■ TASK REQUIREMENTS ■
Every line of the material must be set down again without alteration.

■ RECORDS ■
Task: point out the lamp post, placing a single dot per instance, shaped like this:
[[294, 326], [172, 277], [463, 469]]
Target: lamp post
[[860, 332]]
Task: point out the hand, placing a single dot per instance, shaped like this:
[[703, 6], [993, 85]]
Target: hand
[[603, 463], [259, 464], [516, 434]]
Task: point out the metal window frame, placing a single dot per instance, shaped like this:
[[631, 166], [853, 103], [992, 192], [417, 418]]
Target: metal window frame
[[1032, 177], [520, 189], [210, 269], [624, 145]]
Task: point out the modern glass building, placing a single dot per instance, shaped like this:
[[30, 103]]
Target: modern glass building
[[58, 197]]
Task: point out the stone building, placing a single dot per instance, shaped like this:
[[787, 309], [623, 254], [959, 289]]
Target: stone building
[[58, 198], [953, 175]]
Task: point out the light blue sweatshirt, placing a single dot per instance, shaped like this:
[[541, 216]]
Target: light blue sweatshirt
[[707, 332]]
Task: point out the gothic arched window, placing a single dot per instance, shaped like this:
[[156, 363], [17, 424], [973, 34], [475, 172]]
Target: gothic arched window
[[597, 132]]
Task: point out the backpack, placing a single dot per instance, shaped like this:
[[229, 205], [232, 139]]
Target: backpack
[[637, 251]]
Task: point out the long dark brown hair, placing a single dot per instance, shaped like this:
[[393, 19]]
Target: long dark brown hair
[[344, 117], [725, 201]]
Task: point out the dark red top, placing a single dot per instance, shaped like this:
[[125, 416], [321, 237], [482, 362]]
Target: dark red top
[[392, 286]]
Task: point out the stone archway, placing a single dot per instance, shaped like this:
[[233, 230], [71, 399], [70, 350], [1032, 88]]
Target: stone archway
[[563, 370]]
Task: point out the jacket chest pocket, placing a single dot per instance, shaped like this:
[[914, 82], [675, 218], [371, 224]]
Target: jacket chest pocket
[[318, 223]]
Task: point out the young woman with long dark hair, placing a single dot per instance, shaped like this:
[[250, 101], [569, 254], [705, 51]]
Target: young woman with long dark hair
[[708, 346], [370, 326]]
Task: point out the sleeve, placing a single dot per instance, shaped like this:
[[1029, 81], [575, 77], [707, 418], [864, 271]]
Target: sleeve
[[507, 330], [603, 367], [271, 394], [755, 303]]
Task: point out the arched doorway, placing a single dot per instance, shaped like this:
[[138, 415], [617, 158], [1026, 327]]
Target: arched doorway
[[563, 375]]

■ SOLVED EXERCISE ■
Task: point out the lamp post, placing a single dot per instance, shaped like this:
[[294, 326], [172, 277], [463, 469]]
Target: lamp post
[[860, 332]]
Task: point out the hand, placing a single dot per instance, shaped like this:
[[703, 6], [993, 85]]
Target: hand
[[603, 463], [259, 464], [516, 434]]
Task: point out the metal window frame, placing a single dot per instance, shaped like this:
[[631, 166], [853, 103], [992, 192], [417, 418]]
Target: metal window frame
[[1032, 177], [520, 189], [210, 269], [624, 145]]
Task: point out the modern glass building, placing a single dot per instance, shaped like this:
[[30, 103]]
Target: modern glass building
[[58, 197]]
Task: point out the stone building, placing a single dot per instance, shaped like this:
[[787, 309], [623, 254], [959, 289]]
Target: stone building
[[58, 198], [953, 175]]
Task: point out the light blue sweatshirt, placing a single dot per instance, shaped like this:
[[541, 216]]
Target: light blue sweatshirt
[[707, 332]]
Task: point out the gothic arched window, placing a single dot per instance, shaped like this:
[[156, 363], [17, 424], [973, 34], [475, 172]]
Target: gothic arched window
[[597, 132]]
Task: point out the backpack, placing a single dot per instance, shaped like this:
[[229, 205], [232, 139]]
Target: backpack
[[637, 251]]
Task: point out the long dark brown hair, placing a single dot per instance, shaped like this:
[[393, 19]]
Target: long dark brown hair
[[344, 117], [725, 201]]
Task: point out the dark red top, placing a single dot per instance, shaped like this:
[[125, 416], [321, 237], [482, 362]]
Target: dark red top
[[392, 286]]
Task: point out the stone archway, placing a single dot per instance, shaped like this:
[[233, 230], [71, 399], [70, 350], [1032, 88]]
Target: stone archway
[[563, 370]]
Task: point out the jacket chest pocket, placing a single dot per instance, shaped like this:
[[914, 82], [675, 218], [371, 224]]
Target: jacket chest pocket
[[318, 223]]
Task: point out the young woman with long dark hair, placing a single dot per instance, shaped like this:
[[250, 101], [569, 254], [705, 51]]
Target: young woman with long dark hair
[[708, 346], [370, 326]]
Task: point out the sleeve, placing a single dot per instance, shaped like this:
[[1029, 81], [575, 77], [707, 418], [864, 271]]
Target: sleeve
[[507, 330], [603, 367], [271, 394], [755, 303]]
Task: point out the arched doorway, placing a single dot per instance, shaped like this:
[[138, 415], [617, 158], [1026, 327]]
Target: arched doorway
[[563, 375]]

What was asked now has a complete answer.